▸ **What is asked**
Reproduce every line of the records below with no changes.

▸ **Records for this exercise**
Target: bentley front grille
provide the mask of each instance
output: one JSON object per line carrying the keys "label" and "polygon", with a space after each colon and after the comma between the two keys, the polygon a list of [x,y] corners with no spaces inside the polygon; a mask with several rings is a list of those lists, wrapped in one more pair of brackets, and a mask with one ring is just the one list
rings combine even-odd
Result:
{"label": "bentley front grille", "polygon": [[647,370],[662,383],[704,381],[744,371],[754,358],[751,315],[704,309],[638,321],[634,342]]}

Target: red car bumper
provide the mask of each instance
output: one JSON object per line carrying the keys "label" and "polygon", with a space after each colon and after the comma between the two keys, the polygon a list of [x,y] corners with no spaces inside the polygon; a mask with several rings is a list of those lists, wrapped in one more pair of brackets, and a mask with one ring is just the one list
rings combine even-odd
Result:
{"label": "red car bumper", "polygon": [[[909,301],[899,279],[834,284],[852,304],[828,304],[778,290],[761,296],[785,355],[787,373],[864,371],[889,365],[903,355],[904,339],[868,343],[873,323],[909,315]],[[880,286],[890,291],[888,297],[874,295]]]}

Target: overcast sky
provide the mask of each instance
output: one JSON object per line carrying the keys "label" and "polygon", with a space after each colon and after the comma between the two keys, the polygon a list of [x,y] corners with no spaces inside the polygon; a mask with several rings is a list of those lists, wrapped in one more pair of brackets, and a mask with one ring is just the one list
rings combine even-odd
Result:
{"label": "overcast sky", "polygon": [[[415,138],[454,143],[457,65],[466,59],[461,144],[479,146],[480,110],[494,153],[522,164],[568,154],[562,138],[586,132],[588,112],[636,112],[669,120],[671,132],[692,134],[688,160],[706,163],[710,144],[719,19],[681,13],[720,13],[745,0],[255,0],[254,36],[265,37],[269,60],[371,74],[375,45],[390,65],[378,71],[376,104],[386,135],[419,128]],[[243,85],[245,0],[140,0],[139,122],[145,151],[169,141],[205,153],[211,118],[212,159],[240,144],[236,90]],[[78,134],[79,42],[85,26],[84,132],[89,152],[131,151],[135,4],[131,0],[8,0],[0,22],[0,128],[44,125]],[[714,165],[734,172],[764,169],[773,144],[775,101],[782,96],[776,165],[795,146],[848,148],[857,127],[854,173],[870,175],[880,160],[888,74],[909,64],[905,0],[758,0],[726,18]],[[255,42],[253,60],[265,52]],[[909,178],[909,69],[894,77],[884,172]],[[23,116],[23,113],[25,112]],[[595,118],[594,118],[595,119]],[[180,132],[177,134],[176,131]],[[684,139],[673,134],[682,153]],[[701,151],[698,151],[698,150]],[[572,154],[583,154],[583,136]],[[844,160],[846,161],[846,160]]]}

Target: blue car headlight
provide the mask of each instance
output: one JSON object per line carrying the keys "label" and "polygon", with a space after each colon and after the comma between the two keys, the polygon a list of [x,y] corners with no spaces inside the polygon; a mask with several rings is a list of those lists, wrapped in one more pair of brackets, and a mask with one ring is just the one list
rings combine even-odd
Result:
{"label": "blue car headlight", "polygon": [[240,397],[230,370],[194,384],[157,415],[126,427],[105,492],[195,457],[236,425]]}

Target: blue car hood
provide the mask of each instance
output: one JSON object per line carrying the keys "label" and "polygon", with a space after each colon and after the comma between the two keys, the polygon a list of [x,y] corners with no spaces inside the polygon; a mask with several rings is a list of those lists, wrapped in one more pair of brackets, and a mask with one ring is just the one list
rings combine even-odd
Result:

▸ **Solved problem**
Target: bentley front grille
provide the mask of each instance
output: one JSON object per line carrying the keys "label" and "polygon", with a space after each colon and after the comma between the two keys, the polygon a list of [x,y] corners with no spaces inside the polygon; a mask with several rings is a list of those lists, wrapped in one more pair of brackets, and a mask with one ring is just the one list
rings combine even-odd
Result:
{"label": "bentley front grille", "polygon": [[647,370],[662,383],[704,381],[744,371],[754,358],[751,315],[704,309],[638,321],[634,342]]}

Target: red car bumper
provide the mask of each instance
output: one JSON object per line carrying the keys "label" and "polygon", with a space after each colon and after the comma between the two keys, the polygon a list of [x,y] corners with no spaces inside the polygon; a mask with several rings is a list of those lists, wrapped in one more pair of brackets, and a mask with one ring is just the one list
rings combine even-odd
Result:
{"label": "red car bumper", "polygon": [[[909,301],[899,279],[834,284],[852,304],[828,304],[778,290],[761,296],[785,355],[787,373],[864,371],[889,365],[903,355],[904,339],[868,343],[873,323],[909,315]],[[880,286],[890,291],[888,297],[874,295]]]}

Target: overcast sky
provide the mask of each instance
output: one JSON object per line carrying the keys "label" and "polygon", with a space after each colon and after the comma between the two keys, the polygon a list of [x,y] corners with no spaces inside the polygon; a mask with several rings is a list of those lists, wrapped in one more pair of brackets, and a mask with one ring is just the one list
rings combine even-odd
Result:
{"label": "overcast sky", "polygon": [[[415,138],[454,143],[457,65],[466,59],[461,144],[479,146],[480,110],[494,153],[522,164],[568,154],[562,138],[586,132],[588,112],[636,112],[669,120],[671,132],[692,134],[688,160],[706,163],[710,144],[719,19],[681,13],[720,13],[745,0],[255,0],[254,36],[265,37],[269,60],[371,74],[375,45],[390,65],[378,71],[376,104],[386,135],[419,128]],[[243,85],[245,0],[140,0],[139,122],[145,151],[169,141],[205,153],[211,118],[212,159],[240,144],[236,90]],[[78,134],[79,42],[85,26],[84,132],[89,152],[131,151],[135,4],[131,0],[8,0],[0,22],[0,128],[44,125]],[[714,165],[734,172],[764,169],[773,144],[775,101],[782,96],[776,165],[795,146],[848,148],[857,127],[854,173],[870,175],[880,160],[888,74],[909,64],[905,0],[758,0],[726,18]],[[255,42],[253,60],[265,52]],[[909,178],[909,69],[894,77],[884,172]],[[23,116],[23,113],[25,112]],[[595,118],[594,118],[595,119]],[[180,132],[177,134],[176,131]],[[684,139],[673,134],[682,153]],[[701,151],[698,151],[698,150]],[[572,154],[583,154],[583,136]],[[844,160],[846,161],[846,160]]]}

Target: blue car headlight
provide the mask of each instance
output: one JSON object per line carrying the keys "label" and "polygon", with a space after each colon and after the comma between the two keys, the polygon a list of [x,y] corners with no spaces inside the polygon; a mask with several rings is a list of those lists, wrapped in one more pair of brackets, and a mask with one ring is just the one list
rings combine even-odd
Result:
{"label": "blue car headlight", "polygon": [[240,397],[230,370],[194,384],[157,415],[126,427],[105,492],[195,457],[236,425]]}

Target: blue car hood
provide the mask of each instance
output: one JSON object per line carrying the keys "label" and "polygon", with a space after each colon and after the comma between the two keys, the polygon a list of [x,y] corners with no spaces inside the polygon; a mask with several rings is a list of those lists, wrapped in one more pair of brackets, and a mask with one ring is just the one list
rings combine even-odd
Result:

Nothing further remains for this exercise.